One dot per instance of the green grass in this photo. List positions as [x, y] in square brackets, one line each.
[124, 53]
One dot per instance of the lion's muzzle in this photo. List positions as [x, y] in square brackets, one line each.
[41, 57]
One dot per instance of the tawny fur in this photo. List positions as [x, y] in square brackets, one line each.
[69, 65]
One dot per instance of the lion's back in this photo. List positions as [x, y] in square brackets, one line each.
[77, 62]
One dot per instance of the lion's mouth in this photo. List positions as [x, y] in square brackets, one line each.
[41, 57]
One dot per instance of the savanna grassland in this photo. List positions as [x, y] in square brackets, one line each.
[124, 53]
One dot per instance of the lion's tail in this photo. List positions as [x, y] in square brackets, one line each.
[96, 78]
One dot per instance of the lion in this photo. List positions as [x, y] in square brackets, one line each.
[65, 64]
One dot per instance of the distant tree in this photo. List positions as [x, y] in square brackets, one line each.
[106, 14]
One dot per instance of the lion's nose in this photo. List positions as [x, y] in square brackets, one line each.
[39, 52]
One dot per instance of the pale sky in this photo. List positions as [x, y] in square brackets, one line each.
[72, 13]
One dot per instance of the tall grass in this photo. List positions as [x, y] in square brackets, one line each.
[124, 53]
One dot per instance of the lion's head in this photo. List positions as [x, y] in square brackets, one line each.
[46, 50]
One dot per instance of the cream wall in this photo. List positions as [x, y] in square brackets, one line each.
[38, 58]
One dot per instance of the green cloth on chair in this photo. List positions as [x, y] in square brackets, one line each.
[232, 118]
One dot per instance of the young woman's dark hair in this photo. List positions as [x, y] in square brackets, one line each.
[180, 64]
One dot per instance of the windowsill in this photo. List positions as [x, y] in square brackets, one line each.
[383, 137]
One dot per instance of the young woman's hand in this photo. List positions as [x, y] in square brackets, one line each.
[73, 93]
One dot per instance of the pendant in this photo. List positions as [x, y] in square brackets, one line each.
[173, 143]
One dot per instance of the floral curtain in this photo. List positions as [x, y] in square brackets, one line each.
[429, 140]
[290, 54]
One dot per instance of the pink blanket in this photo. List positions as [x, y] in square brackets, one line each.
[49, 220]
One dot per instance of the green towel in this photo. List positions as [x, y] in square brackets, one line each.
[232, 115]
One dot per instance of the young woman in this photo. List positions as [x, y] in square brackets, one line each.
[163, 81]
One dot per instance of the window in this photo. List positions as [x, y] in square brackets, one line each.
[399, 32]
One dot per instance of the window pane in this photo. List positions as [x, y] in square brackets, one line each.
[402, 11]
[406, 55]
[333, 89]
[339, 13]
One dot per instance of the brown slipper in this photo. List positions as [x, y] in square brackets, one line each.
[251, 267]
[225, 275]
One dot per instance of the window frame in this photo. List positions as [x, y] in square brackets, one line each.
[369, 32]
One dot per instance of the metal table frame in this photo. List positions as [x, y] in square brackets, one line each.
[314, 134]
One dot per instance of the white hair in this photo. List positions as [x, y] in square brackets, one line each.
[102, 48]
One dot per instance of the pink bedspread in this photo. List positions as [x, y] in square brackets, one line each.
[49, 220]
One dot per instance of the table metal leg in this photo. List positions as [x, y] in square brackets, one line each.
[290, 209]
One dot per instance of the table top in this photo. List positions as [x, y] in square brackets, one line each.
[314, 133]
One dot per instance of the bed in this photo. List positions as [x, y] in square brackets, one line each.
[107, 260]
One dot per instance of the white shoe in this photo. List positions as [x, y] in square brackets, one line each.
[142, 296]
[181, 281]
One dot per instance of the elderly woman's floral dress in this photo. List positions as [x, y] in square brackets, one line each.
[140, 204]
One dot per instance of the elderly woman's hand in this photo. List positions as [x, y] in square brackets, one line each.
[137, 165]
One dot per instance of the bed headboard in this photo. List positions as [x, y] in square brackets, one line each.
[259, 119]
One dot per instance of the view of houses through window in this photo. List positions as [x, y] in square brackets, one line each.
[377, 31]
==========
EXERCISE REQUIREMENTS: An exact copy of every line above is needed.

RESULT OF THIS EXERCISE:
One dot per instance of the green grass in this photo. List positions as [x, y] in square brackets, one line each.
[124, 53]
One dot per instance of the lion's muzzle in this photo. List positions as [x, y] in square brackets, one line each.
[41, 57]
One dot per instance of the tawny fur in this photo. List positions as [x, y] in square brackets, one line each.
[69, 65]
One dot per instance of the lion's back in this photo. List positions as [x, y] in square brackets, one line each.
[77, 62]
One dot per instance of the lion's mouth in this photo. List positions as [x, y] in square brackets, one line each.
[41, 57]
One dot per instance of the savanna grassland in this photo. List positions as [x, y] in square brackets, one line each.
[124, 53]
One dot per instance of the lion's tail in this photo. List positions as [x, y] in square brackets, one line each.
[96, 78]
One dot per instance of the lion in this photo. List positions as [x, y] in square brackets, one line each.
[65, 64]
One dot per instance of the distant tree in this photo. List positions as [x, y] in square brackets, one line each.
[106, 14]
One dot per instance of the lion's nose in this photo. List positions as [x, y] in square brackets, one line each.
[39, 52]
One dot per instance of the pale sky in this photo. List positions as [x, y] in square brackets, one line each.
[72, 13]
One dot per instance of the tall grass in this photo. List positions as [x, y] in square brackets, one line each.
[124, 53]
One dot per instance of the lion's head in this photo. List positions as [x, y] in square brackets, one line each.
[46, 50]
One dot per instance of the cream wall in this photo. List positions as [x, y] in square brackets, one line each.
[38, 58]
One dot per instance of the green cloth on chair in this photo. List positions as [x, y] in square brackets, one line each.
[232, 118]
One dot per instance of the young woman's dark hair in this photo. List positions as [x, y] in square brackets, one line each.
[180, 64]
One dot per instance of the windowsill in this photo. List positions as [x, y] in square brackets, one line each.
[383, 137]
One dot per instance of the young woman's hand in this photo. List positions as [x, y] in square brackets, one line each.
[73, 93]
One dot per instance of the pendant in this photo. List positions as [x, y] in square brackets, one line each.
[173, 143]
One dot per instance of the floral curtain in this photo. List positions as [x, y] in square brackets, one line each.
[429, 140]
[290, 54]
One dot per instance of the pink blanket in this photo. List positions as [x, y] in square brackets, one line each.
[49, 220]
One dot per instance of the green towel in this photo. List positions as [x, y] in square brackets, one line each.
[232, 115]
One dot per instance of the young woman in this photo. List positions as [x, y] in square brackets, one line each.
[163, 81]
One dot per instance of the window in this photo. List positions as [x, y] in square brackets, one line each.
[399, 32]
One dot per instance of the window pane in this photo. List positions as [x, y] in square brackets, one line each.
[402, 11]
[406, 55]
[333, 89]
[339, 13]
One dot per instance of the brown slipper in this photo. List positions as [x, y] in square brackets, one line each.
[251, 267]
[225, 275]
One dot per instance of the window frame in this photo. List positions as [x, y] in square brackets, one line each.
[369, 32]
One dot per instance of the metal table frame in this photo. List positions as [x, y] in square brackets, one line each.
[314, 134]
One dot per instance of the white hair in this photo. List positions as [x, y] in square brackets, one line each.
[102, 48]
One dot per instance of the pink bedspread in this photo. List positions as [x, y] in square brackets, one line each.
[49, 220]
One dot per instance of the table metal leg in this photo. List positions as [x, y] in square brackets, one line each.
[290, 209]
One dot per instance of the table top in this photo. List positions as [x, y] in square brackets, one line each.
[314, 133]
One dot per instance of the bed in this photo. List positions as [x, y] in square brackets, one line each.
[107, 260]
One dot per instance of the white shoe in this photo. List positions as [x, y] in square brackets, one line each.
[142, 296]
[181, 281]
One dot per instance of the elderly woman's floral dress in this photo. List positions as [x, y] in square brackets, one line each.
[140, 204]
One dot per instance of the elderly woman's hand in this photo. List positions as [x, y] in square brackets, one line each.
[137, 165]
One dot per instance of the bed headboard in this photo. List positions as [x, y] in square brackets, one line each.
[259, 119]
One dot per instance of the view of houses through window in this photo. List positions as [x, y] in square brackets, one line each.
[377, 31]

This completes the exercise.